§ Your objective
Repeat each entry verbatim.

§ Stored items

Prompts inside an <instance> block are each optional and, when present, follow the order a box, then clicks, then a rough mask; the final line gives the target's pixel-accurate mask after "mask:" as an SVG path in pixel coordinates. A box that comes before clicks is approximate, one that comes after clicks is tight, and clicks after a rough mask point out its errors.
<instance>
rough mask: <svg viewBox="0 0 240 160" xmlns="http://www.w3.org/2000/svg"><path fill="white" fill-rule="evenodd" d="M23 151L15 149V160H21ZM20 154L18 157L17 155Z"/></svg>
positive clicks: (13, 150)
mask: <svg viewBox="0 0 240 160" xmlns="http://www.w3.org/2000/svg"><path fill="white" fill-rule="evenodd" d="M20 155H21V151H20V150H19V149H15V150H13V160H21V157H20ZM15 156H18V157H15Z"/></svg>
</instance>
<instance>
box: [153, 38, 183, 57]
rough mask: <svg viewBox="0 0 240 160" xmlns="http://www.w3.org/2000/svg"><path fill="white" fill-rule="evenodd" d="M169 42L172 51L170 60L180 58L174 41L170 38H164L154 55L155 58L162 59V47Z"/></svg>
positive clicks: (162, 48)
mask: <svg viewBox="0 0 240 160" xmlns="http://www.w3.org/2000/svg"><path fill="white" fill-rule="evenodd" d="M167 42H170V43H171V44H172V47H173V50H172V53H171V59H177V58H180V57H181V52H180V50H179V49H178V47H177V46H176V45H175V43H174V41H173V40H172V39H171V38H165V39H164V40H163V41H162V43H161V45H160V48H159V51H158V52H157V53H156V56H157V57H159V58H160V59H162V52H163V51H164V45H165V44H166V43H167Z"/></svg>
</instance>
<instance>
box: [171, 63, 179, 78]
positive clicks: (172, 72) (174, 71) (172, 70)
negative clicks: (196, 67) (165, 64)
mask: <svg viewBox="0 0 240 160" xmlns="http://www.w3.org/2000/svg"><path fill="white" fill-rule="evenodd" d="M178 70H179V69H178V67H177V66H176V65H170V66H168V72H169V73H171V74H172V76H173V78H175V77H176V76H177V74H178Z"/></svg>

§ Task output
Prompts inside an <instance> block are each optional and, when present, follow the order a box, then clicks, then a rough mask; the final line gives the target's pixel-accurate mask after "mask:" as an SVG path in pixel coordinates. A box that comes before clicks is approximate, one that comes after clicks is tight, and clicks after a rough mask point out its errors.
<instance>
rough mask: <svg viewBox="0 0 240 160" xmlns="http://www.w3.org/2000/svg"><path fill="white" fill-rule="evenodd" d="M23 151L15 149V160H21ZM20 154L18 157L17 155Z"/></svg>
positive clicks: (13, 150)
mask: <svg viewBox="0 0 240 160" xmlns="http://www.w3.org/2000/svg"><path fill="white" fill-rule="evenodd" d="M20 155H21V151H20V150H19V149H15V150H13V160H21V157H20ZM15 156H18V157H15Z"/></svg>
</instance>
<instance>
box: [153, 38, 183, 57]
rough mask: <svg viewBox="0 0 240 160" xmlns="http://www.w3.org/2000/svg"><path fill="white" fill-rule="evenodd" d="M169 42L172 51L170 60L180 58L174 41L170 38H164L154 55L155 58L162 59V47Z"/></svg>
positive clicks: (162, 48)
mask: <svg viewBox="0 0 240 160" xmlns="http://www.w3.org/2000/svg"><path fill="white" fill-rule="evenodd" d="M167 42H170V43H171V44H172V47H173V50H172V53H171V59H177V58H180V57H181V52H180V50H179V49H178V47H177V46H176V45H175V43H174V41H173V40H172V39H171V38H165V39H164V40H163V41H162V43H161V45H160V48H159V51H158V52H157V53H156V56H157V57H159V58H160V59H162V52H163V51H164V45H165V44H166V43H167Z"/></svg>
</instance>
<instance>
box: [171, 63, 179, 78]
positive clicks: (172, 72) (174, 71) (172, 70)
negative clicks: (196, 67) (165, 64)
mask: <svg viewBox="0 0 240 160" xmlns="http://www.w3.org/2000/svg"><path fill="white" fill-rule="evenodd" d="M178 70H179V69H178V67H177V66H176V65H170V66H168V72H169V73H171V74H172V76H173V78H175V77H176V76H177V74H178Z"/></svg>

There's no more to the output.